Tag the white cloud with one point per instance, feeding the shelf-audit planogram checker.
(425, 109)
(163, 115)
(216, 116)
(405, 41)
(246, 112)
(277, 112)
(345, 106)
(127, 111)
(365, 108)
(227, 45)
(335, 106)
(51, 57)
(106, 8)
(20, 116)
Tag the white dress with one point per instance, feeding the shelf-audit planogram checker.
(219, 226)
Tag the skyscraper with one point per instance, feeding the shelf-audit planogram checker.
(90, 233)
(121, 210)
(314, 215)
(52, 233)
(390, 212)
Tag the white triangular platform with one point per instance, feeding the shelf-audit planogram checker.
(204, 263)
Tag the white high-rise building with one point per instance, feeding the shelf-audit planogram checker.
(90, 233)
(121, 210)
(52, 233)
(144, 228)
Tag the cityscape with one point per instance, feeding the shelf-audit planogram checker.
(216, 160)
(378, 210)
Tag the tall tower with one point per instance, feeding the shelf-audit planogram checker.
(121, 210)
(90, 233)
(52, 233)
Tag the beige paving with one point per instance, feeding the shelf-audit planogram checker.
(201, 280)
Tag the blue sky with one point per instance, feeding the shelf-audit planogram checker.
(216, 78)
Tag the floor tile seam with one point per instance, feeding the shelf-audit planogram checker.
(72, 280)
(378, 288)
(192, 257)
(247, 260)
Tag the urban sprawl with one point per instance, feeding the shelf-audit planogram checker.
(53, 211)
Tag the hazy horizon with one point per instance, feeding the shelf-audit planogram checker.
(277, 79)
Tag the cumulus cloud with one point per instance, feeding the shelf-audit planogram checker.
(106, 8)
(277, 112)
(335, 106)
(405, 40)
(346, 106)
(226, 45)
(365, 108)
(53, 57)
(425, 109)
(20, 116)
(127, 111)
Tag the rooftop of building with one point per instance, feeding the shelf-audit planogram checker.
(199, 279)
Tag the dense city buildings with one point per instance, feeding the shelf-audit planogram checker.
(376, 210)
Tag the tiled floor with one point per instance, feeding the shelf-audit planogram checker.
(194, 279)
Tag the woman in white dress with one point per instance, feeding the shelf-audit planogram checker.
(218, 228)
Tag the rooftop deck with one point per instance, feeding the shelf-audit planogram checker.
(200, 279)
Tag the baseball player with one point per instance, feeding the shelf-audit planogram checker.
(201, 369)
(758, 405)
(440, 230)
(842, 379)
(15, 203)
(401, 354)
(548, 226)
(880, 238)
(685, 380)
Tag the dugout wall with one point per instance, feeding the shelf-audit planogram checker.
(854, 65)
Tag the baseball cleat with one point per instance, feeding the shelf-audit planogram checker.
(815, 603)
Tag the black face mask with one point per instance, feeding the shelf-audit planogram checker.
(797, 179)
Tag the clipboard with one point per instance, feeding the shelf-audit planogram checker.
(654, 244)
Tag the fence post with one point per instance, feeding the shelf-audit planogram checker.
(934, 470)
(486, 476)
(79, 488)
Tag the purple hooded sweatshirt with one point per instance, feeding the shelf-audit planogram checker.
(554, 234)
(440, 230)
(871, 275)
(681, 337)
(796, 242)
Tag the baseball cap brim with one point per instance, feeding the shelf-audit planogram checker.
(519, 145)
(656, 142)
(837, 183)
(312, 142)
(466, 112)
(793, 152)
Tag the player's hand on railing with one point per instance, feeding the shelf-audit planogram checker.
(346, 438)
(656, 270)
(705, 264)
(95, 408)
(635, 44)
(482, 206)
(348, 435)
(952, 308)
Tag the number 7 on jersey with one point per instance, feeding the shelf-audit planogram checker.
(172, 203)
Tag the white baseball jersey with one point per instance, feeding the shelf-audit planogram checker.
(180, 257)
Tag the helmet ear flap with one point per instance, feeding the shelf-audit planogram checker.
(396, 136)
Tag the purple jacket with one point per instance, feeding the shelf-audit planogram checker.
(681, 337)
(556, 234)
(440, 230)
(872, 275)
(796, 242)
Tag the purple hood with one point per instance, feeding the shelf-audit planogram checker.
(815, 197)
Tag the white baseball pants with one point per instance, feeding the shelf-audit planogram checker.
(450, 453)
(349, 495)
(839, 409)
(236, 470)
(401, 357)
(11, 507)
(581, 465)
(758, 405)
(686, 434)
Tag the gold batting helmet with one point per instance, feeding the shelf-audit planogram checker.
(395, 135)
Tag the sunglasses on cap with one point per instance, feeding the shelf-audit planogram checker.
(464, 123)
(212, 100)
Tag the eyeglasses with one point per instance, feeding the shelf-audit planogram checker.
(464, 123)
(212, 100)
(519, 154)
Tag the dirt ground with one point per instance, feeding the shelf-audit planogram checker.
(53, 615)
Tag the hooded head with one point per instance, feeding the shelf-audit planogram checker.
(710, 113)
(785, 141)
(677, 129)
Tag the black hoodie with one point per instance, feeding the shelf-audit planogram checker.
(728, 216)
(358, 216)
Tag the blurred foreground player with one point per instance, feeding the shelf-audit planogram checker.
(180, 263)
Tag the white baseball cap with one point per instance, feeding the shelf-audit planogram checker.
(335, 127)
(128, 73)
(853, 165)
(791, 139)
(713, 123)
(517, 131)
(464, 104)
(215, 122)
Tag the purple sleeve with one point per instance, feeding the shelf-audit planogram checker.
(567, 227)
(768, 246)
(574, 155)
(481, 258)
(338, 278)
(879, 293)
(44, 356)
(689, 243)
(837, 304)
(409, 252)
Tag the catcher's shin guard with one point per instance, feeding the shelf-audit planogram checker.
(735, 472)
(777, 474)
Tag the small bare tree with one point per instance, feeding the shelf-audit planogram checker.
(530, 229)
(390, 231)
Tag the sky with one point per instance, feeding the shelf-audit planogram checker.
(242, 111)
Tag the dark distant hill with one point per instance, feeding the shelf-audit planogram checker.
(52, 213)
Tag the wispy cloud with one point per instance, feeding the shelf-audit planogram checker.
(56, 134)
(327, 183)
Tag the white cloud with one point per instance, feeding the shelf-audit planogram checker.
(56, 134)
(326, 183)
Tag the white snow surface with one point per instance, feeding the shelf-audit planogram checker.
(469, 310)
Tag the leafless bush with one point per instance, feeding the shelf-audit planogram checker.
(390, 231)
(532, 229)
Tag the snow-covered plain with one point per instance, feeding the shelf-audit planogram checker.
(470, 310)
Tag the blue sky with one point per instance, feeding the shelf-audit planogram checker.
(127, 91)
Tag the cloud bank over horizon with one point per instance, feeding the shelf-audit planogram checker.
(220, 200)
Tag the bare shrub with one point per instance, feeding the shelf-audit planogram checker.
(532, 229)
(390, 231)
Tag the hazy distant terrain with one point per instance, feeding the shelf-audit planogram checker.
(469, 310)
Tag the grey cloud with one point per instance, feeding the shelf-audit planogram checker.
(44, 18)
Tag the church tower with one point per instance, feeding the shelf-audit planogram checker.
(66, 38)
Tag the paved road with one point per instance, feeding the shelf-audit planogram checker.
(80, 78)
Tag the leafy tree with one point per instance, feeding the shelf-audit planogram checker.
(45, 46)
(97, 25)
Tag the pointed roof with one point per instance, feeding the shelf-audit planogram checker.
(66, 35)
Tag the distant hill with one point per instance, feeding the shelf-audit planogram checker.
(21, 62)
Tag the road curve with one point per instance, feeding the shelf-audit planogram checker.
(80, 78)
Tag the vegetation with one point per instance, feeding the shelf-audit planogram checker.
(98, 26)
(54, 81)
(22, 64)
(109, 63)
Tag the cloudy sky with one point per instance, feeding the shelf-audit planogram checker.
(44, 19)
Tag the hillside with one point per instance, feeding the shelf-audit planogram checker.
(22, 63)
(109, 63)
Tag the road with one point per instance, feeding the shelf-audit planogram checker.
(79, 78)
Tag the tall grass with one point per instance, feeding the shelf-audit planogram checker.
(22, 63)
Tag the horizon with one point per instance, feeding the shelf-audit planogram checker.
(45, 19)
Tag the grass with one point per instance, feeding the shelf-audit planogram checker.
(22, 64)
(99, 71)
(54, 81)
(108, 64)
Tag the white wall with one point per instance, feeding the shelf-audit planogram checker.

### What you will do:
Restate exactly the lines running from the line with "Tag the horizon" to the end of the entries above, both ends included.

### Written response:
Tag the horizon with one point per instance, feeding the shelf-audit planogram checker.
(45, 19)
Tag the grass with one point per instance, feeding the shelf-audit planogram checker.
(22, 64)
(99, 71)
(54, 81)
(108, 64)
Tag the white wall with one point per instance, feeding the shelf-audit planogram checker.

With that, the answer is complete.